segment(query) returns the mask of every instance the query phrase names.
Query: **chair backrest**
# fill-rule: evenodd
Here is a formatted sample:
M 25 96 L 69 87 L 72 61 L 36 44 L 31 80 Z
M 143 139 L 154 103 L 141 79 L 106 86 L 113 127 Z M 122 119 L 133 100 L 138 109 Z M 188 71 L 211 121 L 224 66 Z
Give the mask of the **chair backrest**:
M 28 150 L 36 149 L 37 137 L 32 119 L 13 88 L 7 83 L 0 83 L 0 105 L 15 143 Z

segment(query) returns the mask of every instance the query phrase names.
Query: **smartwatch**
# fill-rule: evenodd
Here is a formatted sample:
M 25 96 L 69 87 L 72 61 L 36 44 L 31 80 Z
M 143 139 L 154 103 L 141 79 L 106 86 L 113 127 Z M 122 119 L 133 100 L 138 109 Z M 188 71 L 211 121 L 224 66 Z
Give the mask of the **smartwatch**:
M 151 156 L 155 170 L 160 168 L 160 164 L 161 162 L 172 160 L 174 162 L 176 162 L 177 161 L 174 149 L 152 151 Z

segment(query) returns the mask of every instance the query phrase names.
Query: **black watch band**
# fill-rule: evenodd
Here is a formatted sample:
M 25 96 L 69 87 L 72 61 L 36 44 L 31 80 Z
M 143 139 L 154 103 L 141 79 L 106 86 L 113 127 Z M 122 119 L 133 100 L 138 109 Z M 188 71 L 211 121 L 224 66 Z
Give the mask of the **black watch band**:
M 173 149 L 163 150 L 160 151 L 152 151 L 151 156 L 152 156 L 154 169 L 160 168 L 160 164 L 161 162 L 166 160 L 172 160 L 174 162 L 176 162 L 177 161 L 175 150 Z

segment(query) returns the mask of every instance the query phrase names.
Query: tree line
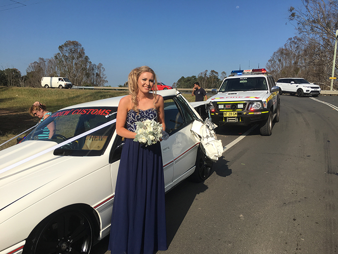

*Exercise description*. Reproduce all of the rows above verbatim, but omit the pictures.

*In response*.
segment(query) returns the mask of every instance the query phrase names.
Query: **chair backrest**
# fill-rule: evenodd
Here is a formatted sample:
M 25 96 L 69 87 L 72 61 L 36 44 L 31 80 Z
M 143 139 L 154 103 L 141 79 L 106 86 L 113 127 Z M 122 119 L 133 100 L 138 109 Z M 188 71 L 211 121 L 224 66 Z
Give the mask of the **chair backrest**:
M 28 150 L 36 149 L 37 137 L 32 119 L 13 88 L 7 83 L 0 83 L 0 105 L 15 143 Z

segment(query) returns the mask of every instance the query phrase names.
Query: **smartwatch**
# fill-rule: evenodd
Here is a formatted sample:
M 25 96 L 69 87 L 72 61 L 36 44 L 31 80 Z
M 143 139 L 154 103 L 141 79 L 106 86 L 113 127 Z M 122 119 L 133 100 L 138 109 Z M 188 71 L 211 121 L 224 66 Z
Give the mask of the **smartwatch**:
M 151 156 L 155 170 L 160 168 L 160 164 L 161 162 L 172 160 L 174 162 L 176 162 L 177 161 L 174 149 L 152 151 Z

segment(query) returns the mask of every instance the query phrase names.
Query: **black watch band**
# fill-rule: evenodd
Here is a formatted sample:
M 25 96 L 69 87 L 72 61 L 36 44 L 31 80 Z
M 143 139 L 154 103 L 141 79 L 106 86 L 113 127 Z M 122 119 L 133 100 L 138 109 Z M 188 71 L 211 121 L 224 66 Z
Give the mask of the **black watch band**:
M 173 149 L 163 150 L 160 151 L 152 151 L 151 156 L 152 156 L 154 169 L 160 168 L 160 164 L 161 162 L 166 160 L 172 160 L 174 162 L 176 162 L 177 161 L 175 150 Z

segment(query) returns the mask of every instance the query phrase names.
Query: tree line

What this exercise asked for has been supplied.